29. And it came to pass, that at midnight the Lord smote all the first-born in the land of Egypt, from the first-born of Pharaoh that sat on his throne, unto the first-born of the captive that was in the dungeon; and all the first-born of cattle.
29. Et factum est in medio noctis ut percuteret Jehova omne primogenitum in terra AEgypti, a primogenito Pharaonis sedente super solium ejus, ad primogenitum captivi qui erat in carcere: et omne primogenitum bestiae.
30. And Pharaoh rose up in the night, he, and all his servants, and all the Egyptians; and there was a great cry in Egypt: for there was not a house where there was not one dead.
30. Surrexit ergo Pharao nocte, ipse et omnes servi ejus, et omnes AEgyptii: fuitque clamor magnus in AEgypto, quoniam nulla erat domus ubi non esset mortuus.
31. And he called for Moses and Aaron by night, and said, Rise up, and get you forth from among my people, both ye and the children of Israel; and go, serve the Lord, as ye have said.
31. Vocavitque Mosen et Aharon nocte, et ait, Surgite, et exite e medio populi mei tam vos quam filii Israel: ite et servite Jehovae secundum sermonem vestrum.
32. Also take your flocks and your herds, as ye have said, and be gone: and bless me also.

Dataset rows >>
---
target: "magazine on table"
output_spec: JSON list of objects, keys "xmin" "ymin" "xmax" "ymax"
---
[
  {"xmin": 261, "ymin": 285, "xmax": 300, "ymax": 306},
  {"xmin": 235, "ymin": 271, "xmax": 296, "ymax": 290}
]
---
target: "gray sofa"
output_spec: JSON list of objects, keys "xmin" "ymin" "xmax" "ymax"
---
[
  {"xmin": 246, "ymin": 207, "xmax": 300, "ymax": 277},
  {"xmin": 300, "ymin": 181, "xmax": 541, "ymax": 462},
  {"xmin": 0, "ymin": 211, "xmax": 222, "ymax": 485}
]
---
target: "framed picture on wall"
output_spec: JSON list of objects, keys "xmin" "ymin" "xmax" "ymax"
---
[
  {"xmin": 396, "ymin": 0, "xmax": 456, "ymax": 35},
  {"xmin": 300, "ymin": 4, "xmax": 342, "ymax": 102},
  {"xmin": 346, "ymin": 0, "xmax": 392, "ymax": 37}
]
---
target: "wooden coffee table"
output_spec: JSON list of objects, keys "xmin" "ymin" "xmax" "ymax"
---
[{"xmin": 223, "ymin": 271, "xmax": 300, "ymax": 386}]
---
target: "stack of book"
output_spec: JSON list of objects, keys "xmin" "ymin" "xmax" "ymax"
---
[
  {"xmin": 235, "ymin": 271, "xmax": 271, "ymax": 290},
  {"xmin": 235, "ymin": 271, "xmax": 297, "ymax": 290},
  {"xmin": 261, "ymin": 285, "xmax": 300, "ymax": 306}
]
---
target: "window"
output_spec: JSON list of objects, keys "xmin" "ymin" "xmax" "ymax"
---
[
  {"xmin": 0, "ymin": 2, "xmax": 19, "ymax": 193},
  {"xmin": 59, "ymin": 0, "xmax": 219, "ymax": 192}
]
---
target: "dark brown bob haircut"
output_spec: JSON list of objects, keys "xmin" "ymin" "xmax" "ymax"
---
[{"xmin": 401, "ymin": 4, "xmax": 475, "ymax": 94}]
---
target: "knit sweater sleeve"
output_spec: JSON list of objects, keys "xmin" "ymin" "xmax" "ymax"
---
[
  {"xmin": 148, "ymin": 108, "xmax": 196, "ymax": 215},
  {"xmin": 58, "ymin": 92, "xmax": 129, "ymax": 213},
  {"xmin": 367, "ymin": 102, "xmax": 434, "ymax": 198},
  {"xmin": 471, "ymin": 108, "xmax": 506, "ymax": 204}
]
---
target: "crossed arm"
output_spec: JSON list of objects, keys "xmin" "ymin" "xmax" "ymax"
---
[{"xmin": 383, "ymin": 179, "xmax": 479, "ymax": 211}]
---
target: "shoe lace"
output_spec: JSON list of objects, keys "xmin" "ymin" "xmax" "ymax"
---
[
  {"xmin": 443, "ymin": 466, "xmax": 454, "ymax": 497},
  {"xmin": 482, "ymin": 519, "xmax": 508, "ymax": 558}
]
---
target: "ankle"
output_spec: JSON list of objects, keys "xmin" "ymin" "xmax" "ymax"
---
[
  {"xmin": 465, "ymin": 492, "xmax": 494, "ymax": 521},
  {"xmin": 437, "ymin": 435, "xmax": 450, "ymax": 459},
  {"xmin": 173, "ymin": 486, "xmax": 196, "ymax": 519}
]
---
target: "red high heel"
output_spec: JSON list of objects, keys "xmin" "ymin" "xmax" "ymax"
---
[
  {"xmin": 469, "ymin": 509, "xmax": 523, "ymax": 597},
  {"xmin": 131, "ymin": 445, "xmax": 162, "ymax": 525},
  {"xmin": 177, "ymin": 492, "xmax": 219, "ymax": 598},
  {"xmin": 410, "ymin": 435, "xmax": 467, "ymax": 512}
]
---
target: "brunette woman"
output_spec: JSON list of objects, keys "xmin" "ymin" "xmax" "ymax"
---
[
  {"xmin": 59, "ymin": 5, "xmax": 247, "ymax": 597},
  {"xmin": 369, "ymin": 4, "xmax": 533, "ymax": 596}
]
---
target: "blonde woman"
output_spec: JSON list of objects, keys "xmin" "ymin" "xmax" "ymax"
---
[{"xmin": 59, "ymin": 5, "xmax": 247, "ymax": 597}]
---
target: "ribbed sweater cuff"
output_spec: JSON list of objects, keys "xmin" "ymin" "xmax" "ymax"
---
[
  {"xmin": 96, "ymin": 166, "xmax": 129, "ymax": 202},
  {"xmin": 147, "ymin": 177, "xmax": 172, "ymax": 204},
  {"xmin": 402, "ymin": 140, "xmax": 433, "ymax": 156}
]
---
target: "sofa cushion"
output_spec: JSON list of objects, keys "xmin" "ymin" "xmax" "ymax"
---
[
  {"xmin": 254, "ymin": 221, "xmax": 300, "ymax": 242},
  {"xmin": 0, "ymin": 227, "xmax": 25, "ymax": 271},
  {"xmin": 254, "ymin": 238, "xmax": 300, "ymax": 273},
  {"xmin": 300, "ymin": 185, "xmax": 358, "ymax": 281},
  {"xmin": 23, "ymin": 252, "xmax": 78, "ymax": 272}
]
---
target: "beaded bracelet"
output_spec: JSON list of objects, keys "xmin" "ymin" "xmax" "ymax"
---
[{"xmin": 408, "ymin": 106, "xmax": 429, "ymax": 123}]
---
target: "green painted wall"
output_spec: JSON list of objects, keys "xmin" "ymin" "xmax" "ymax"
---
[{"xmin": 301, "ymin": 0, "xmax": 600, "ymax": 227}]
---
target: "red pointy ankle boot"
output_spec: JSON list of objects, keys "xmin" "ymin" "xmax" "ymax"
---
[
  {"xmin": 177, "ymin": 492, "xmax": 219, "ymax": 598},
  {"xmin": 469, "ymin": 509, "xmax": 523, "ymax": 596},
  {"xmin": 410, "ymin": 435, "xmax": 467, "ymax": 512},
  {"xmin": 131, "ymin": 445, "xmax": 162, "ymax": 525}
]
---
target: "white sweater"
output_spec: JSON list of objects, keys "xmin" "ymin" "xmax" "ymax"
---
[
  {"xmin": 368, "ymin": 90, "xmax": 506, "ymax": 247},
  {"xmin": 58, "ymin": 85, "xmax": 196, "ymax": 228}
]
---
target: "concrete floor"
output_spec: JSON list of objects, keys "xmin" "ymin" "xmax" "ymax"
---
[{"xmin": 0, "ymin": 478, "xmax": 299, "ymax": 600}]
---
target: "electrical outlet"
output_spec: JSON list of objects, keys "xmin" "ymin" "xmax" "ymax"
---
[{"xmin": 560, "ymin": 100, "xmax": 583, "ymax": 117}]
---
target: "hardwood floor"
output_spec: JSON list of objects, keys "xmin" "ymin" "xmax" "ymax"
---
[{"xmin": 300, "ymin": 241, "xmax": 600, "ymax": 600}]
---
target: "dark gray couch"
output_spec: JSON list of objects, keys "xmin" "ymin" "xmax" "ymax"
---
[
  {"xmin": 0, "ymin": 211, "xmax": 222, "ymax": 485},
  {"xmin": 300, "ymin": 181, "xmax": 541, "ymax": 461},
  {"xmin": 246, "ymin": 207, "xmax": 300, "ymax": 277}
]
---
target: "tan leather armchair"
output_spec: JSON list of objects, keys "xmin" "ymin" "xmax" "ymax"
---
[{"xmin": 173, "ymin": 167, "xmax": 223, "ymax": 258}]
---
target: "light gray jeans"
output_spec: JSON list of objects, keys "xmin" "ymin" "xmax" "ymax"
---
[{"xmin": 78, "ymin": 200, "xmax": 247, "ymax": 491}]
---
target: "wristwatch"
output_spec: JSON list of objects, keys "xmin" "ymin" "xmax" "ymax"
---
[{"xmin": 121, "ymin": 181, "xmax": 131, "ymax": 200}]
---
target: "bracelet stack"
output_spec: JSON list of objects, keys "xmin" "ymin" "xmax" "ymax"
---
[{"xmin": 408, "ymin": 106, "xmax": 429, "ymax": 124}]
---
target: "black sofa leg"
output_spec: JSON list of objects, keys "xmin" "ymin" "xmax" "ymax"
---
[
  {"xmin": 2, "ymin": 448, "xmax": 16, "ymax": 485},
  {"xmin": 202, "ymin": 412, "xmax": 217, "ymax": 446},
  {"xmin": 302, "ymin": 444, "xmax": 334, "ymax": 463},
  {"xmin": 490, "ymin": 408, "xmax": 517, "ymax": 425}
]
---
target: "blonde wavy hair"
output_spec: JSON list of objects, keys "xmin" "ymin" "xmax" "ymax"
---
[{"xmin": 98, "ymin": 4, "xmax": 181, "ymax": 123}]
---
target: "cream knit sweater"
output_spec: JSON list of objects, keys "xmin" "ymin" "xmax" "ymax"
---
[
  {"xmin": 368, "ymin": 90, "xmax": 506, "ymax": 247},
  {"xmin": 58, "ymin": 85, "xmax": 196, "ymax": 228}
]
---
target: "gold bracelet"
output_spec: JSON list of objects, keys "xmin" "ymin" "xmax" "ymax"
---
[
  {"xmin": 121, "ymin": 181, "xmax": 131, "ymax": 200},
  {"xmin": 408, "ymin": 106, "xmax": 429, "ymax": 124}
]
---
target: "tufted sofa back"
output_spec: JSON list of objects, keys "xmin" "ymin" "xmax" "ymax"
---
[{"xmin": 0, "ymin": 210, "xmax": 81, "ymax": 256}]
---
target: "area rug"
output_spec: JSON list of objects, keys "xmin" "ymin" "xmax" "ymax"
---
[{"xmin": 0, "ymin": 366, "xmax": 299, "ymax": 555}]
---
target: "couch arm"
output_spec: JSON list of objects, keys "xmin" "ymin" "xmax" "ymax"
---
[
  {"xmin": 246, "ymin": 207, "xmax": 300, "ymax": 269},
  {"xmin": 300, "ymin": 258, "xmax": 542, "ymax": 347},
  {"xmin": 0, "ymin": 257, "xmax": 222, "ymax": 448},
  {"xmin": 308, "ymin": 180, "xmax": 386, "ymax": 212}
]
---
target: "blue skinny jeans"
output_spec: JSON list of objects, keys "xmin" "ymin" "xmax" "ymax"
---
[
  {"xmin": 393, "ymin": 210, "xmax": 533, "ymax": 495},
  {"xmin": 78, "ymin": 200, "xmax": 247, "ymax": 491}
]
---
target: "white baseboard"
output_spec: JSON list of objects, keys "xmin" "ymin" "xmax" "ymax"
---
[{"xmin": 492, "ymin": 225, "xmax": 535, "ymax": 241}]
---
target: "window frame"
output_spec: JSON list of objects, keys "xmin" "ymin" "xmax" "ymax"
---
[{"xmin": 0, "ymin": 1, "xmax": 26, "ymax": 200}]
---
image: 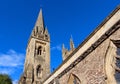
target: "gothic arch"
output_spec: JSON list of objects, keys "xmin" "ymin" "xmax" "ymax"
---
[
  {"xmin": 67, "ymin": 73, "xmax": 81, "ymax": 84},
  {"xmin": 37, "ymin": 46, "xmax": 42, "ymax": 55},
  {"xmin": 36, "ymin": 65, "xmax": 42, "ymax": 78}
]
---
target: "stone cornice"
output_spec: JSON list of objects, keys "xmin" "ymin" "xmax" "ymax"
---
[{"xmin": 43, "ymin": 6, "xmax": 120, "ymax": 84}]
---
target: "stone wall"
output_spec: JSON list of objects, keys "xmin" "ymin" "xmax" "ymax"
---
[{"xmin": 59, "ymin": 29, "xmax": 120, "ymax": 84}]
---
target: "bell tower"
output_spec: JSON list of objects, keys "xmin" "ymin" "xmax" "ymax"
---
[{"xmin": 21, "ymin": 10, "xmax": 50, "ymax": 84}]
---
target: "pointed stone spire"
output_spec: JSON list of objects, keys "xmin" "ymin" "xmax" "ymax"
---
[
  {"xmin": 70, "ymin": 36, "xmax": 75, "ymax": 51},
  {"xmin": 44, "ymin": 27, "xmax": 49, "ymax": 35},
  {"xmin": 35, "ymin": 9, "xmax": 44, "ymax": 31}
]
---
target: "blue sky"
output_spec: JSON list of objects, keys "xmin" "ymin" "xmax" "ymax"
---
[{"xmin": 0, "ymin": 0, "xmax": 120, "ymax": 84}]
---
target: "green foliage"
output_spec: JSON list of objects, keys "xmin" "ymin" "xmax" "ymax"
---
[{"xmin": 0, "ymin": 74, "xmax": 12, "ymax": 84}]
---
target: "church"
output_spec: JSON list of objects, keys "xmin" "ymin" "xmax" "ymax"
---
[{"xmin": 19, "ymin": 6, "xmax": 120, "ymax": 84}]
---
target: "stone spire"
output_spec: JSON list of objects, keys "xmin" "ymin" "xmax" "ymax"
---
[
  {"xmin": 35, "ymin": 9, "xmax": 44, "ymax": 33},
  {"xmin": 70, "ymin": 37, "xmax": 75, "ymax": 51},
  {"xmin": 32, "ymin": 9, "xmax": 50, "ymax": 41}
]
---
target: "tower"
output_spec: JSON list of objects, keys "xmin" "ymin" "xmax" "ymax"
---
[
  {"xmin": 18, "ymin": 10, "xmax": 50, "ymax": 84},
  {"xmin": 62, "ymin": 37, "xmax": 75, "ymax": 60}
]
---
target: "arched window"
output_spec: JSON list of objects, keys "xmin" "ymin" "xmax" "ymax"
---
[
  {"xmin": 36, "ymin": 65, "xmax": 42, "ymax": 78},
  {"xmin": 67, "ymin": 74, "xmax": 81, "ymax": 84},
  {"xmin": 105, "ymin": 40, "xmax": 120, "ymax": 84},
  {"xmin": 37, "ymin": 46, "xmax": 42, "ymax": 55}
]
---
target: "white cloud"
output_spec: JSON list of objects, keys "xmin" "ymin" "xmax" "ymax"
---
[
  {"xmin": 0, "ymin": 49, "xmax": 24, "ymax": 67},
  {"xmin": 51, "ymin": 45, "xmax": 62, "ymax": 51}
]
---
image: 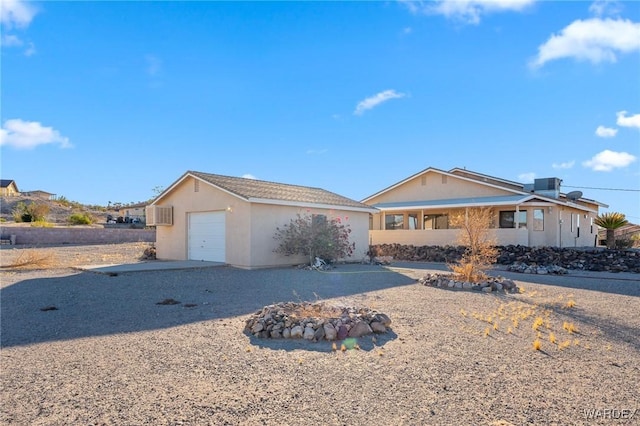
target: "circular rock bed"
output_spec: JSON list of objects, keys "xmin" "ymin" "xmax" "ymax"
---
[
  {"xmin": 245, "ymin": 302, "xmax": 391, "ymax": 342},
  {"xmin": 418, "ymin": 274, "xmax": 518, "ymax": 293}
]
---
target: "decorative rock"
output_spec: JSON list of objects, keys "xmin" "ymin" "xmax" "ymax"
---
[
  {"xmin": 313, "ymin": 327, "xmax": 324, "ymax": 342},
  {"xmin": 245, "ymin": 302, "xmax": 391, "ymax": 342},
  {"xmin": 270, "ymin": 329, "xmax": 282, "ymax": 339},
  {"xmin": 291, "ymin": 325, "xmax": 304, "ymax": 339},
  {"xmin": 338, "ymin": 325, "xmax": 349, "ymax": 340},
  {"xmin": 302, "ymin": 325, "xmax": 316, "ymax": 340},
  {"xmin": 369, "ymin": 321, "xmax": 387, "ymax": 333},
  {"xmin": 373, "ymin": 313, "xmax": 391, "ymax": 327},
  {"xmin": 349, "ymin": 321, "xmax": 373, "ymax": 337},
  {"xmin": 322, "ymin": 322, "xmax": 338, "ymax": 340}
]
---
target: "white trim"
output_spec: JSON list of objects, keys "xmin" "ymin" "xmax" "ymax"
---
[
  {"xmin": 247, "ymin": 198, "xmax": 379, "ymax": 214},
  {"xmin": 361, "ymin": 167, "xmax": 530, "ymax": 203}
]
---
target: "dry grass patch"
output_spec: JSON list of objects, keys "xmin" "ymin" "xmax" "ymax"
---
[{"xmin": 2, "ymin": 249, "xmax": 60, "ymax": 269}]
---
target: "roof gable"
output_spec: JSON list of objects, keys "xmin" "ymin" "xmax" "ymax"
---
[
  {"xmin": 362, "ymin": 167, "xmax": 527, "ymax": 203},
  {"xmin": 153, "ymin": 171, "xmax": 375, "ymax": 212}
]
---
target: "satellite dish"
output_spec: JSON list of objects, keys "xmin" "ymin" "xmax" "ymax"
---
[{"xmin": 567, "ymin": 191, "xmax": 582, "ymax": 201}]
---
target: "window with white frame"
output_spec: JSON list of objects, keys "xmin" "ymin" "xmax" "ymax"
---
[
  {"xmin": 384, "ymin": 213, "xmax": 404, "ymax": 230},
  {"xmin": 499, "ymin": 210, "xmax": 527, "ymax": 228}
]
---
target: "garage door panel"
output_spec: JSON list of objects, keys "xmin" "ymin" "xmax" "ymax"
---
[{"xmin": 189, "ymin": 212, "xmax": 226, "ymax": 262}]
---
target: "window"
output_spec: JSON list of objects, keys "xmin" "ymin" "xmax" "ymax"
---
[
  {"xmin": 533, "ymin": 209, "xmax": 544, "ymax": 231},
  {"xmin": 424, "ymin": 214, "xmax": 449, "ymax": 229},
  {"xmin": 311, "ymin": 214, "xmax": 327, "ymax": 227},
  {"xmin": 408, "ymin": 213, "xmax": 418, "ymax": 229},
  {"xmin": 500, "ymin": 210, "xmax": 527, "ymax": 228},
  {"xmin": 384, "ymin": 214, "xmax": 404, "ymax": 229}
]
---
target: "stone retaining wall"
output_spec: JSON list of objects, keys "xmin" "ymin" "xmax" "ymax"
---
[
  {"xmin": 369, "ymin": 244, "xmax": 640, "ymax": 273},
  {"xmin": 0, "ymin": 226, "xmax": 156, "ymax": 245}
]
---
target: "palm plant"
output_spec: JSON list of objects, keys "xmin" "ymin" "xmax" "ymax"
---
[{"xmin": 594, "ymin": 212, "xmax": 629, "ymax": 249}]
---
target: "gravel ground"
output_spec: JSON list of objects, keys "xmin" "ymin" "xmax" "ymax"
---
[{"xmin": 0, "ymin": 244, "xmax": 640, "ymax": 425}]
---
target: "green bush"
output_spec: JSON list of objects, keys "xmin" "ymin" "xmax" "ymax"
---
[{"xmin": 69, "ymin": 213, "xmax": 93, "ymax": 225}]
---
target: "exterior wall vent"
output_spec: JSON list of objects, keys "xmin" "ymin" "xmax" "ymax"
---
[{"xmin": 146, "ymin": 206, "xmax": 173, "ymax": 226}]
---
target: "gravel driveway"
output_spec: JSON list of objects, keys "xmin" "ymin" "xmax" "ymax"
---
[{"xmin": 0, "ymin": 245, "xmax": 640, "ymax": 425}]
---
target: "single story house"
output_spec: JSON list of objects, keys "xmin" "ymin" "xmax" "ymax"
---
[
  {"xmin": 0, "ymin": 179, "xmax": 20, "ymax": 197},
  {"xmin": 22, "ymin": 189, "xmax": 56, "ymax": 200},
  {"xmin": 362, "ymin": 167, "xmax": 608, "ymax": 247},
  {"xmin": 118, "ymin": 203, "xmax": 147, "ymax": 223},
  {"xmin": 146, "ymin": 171, "xmax": 376, "ymax": 269}
]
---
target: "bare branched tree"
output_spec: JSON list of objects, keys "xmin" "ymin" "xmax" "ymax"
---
[{"xmin": 448, "ymin": 207, "xmax": 498, "ymax": 282}]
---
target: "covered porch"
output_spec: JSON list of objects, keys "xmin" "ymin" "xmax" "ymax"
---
[{"xmin": 369, "ymin": 195, "xmax": 552, "ymax": 246}]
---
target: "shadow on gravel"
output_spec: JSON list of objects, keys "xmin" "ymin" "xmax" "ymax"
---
[
  {"xmin": 249, "ymin": 330, "xmax": 398, "ymax": 355},
  {"xmin": 0, "ymin": 265, "xmax": 415, "ymax": 347},
  {"xmin": 393, "ymin": 262, "xmax": 640, "ymax": 297}
]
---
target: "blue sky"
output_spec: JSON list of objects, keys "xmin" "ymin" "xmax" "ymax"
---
[{"xmin": 0, "ymin": 0, "xmax": 640, "ymax": 223}]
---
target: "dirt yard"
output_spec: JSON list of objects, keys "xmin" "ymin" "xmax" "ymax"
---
[{"xmin": 0, "ymin": 244, "xmax": 640, "ymax": 425}]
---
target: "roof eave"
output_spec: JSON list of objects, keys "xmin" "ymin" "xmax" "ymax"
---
[{"xmin": 247, "ymin": 198, "xmax": 378, "ymax": 214}]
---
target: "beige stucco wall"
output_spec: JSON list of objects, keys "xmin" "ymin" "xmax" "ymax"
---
[
  {"xmin": 370, "ymin": 202, "xmax": 598, "ymax": 247},
  {"xmin": 156, "ymin": 177, "xmax": 251, "ymax": 264},
  {"xmin": 156, "ymin": 178, "xmax": 369, "ymax": 268},
  {"xmin": 367, "ymin": 171, "xmax": 513, "ymax": 205},
  {"xmin": 245, "ymin": 203, "xmax": 369, "ymax": 267}
]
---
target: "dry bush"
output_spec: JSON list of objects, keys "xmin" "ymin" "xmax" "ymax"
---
[
  {"xmin": 4, "ymin": 249, "xmax": 58, "ymax": 269},
  {"xmin": 449, "ymin": 208, "xmax": 498, "ymax": 282}
]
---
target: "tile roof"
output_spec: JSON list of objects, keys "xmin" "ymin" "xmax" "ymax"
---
[{"xmin": 187, "ymin": 171, "xmax": 372, "ymax": 210}]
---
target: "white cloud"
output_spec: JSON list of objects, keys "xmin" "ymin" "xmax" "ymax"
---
[
  {"xmin": 596, "ymin": 126, "xmax": 618, "ymax": 138},
  {"xmin": 0, "ymin": 118, "xmax": 71, "ymax": 149},
  {"xmin": 307, "ymin": 148, "xmax": 329, "ymax": 155},
  {"xmin": 551, "ymin": 160, "xmax": 576, "ymax": 170},
  {"xmin": 582, "ymin": 149, "xmax": 637, "ymax": 172},
  {"xmin": 616, "ymin": 111, "xmax": 640, "ymax": 129},
  {"xmin": 2, "ymin": 34, "xmax": 24, "ymax": 47},
  {"xmin": 400, "ymin": 0, "xmax": 536, "ymax": 24},
  {"xmin": 0, "ymin": 0, "xmax": 38, "ymax": 29},
  {"xmin": 589, "ymin": 0, "xmax": 622, "ymax": 16},
  {"xmin": 353, "ymin": 90, "xmax": 407, "ymax": 115},
  {"xmin": 529, "ymin": 18, "xmax": 640, "ymax": 68},
  {"xmin": 518, "ymin": 172, "xmax": 536, "ymax": 183}
]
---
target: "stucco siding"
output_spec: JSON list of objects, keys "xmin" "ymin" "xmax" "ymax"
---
[
  {"xmin": 156, "ymin": 178, "xmax": 250, "ymax": 264},
  {"xmin": 367, "ymin": 172, "xmax": 513, "ymax": 205},
  {"xmin": 248, "ymin": 204, "xmax": 369, "ymax": 267}
]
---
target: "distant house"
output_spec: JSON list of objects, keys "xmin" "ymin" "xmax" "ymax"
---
[
  {"xmin": 22, "ymin": 189, "xmax": 56, "ymax": 200},
  {"xmin": 118, "ymin": 203, "xmax": 147, "ymax": 223},
  {"xmin": 362, "ymin": 167, "xmax": 608, "ymax": 247},
  {"xmin": 0, "ymin": 179, "xmax": 20, "ymax": 197},
  {"xmin": 147, "ymin": 171, "xmax": 376, "ymax": 268}
]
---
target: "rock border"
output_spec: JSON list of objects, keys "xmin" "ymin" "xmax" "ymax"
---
[
  {"xmin": 244, "ymin": 302, "xmax": 391, "ymax": 342},
  {"xmin": 418, "ymin": 274, "xmax": 520, "ymax": 293}
]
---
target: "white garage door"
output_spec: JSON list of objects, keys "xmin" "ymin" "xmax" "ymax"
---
[{"xmin": 189, "ymin": 212, "xmax": 225, "ymax": 262}]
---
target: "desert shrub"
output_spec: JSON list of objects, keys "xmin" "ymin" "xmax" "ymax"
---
[
  {"xmin": 11, "ymin": 201, "xmax": 49, "ymax": 222},
  {"xmin": 274, "ymin": 214, "xmax": 355, "ymax": 265},
  {"xmin": 448, "ymin": 208, "xmax": 498, "ymax": 282},
  {"xmin": 69, "ymin": 213, "xmax": 93, "ymax": 225},
  {"xmin": 31, "ymin": 220, "xmax": 53, "ymax": 228}
]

Required tasks >>
1: In the Exodus passage, retype the stretch from "30. And Pharaoh" through "not one dead.".
2: List the verse numbers in the Exodus passage that are given in both an English and a Latin version.
3: Answer from the English lines of the Exodus passage:
(a) At what hour did the Lord smite the first-born?
(b) Who rose up in the night along with Pharaoh?
(c) Whom did Pharaoh call for by night?

Per-task outputs >>
1:
30. And Pharaoh rose up in the night, he, and all his servants, and all the Egyptians; and there was a great cry in Egypt: for there was not a house where there was not one dead.

2: 29, 30, 31

3:
(a) At midnight.
(b) All his servants and all the Egyptians.
(c) Moses and Aaron.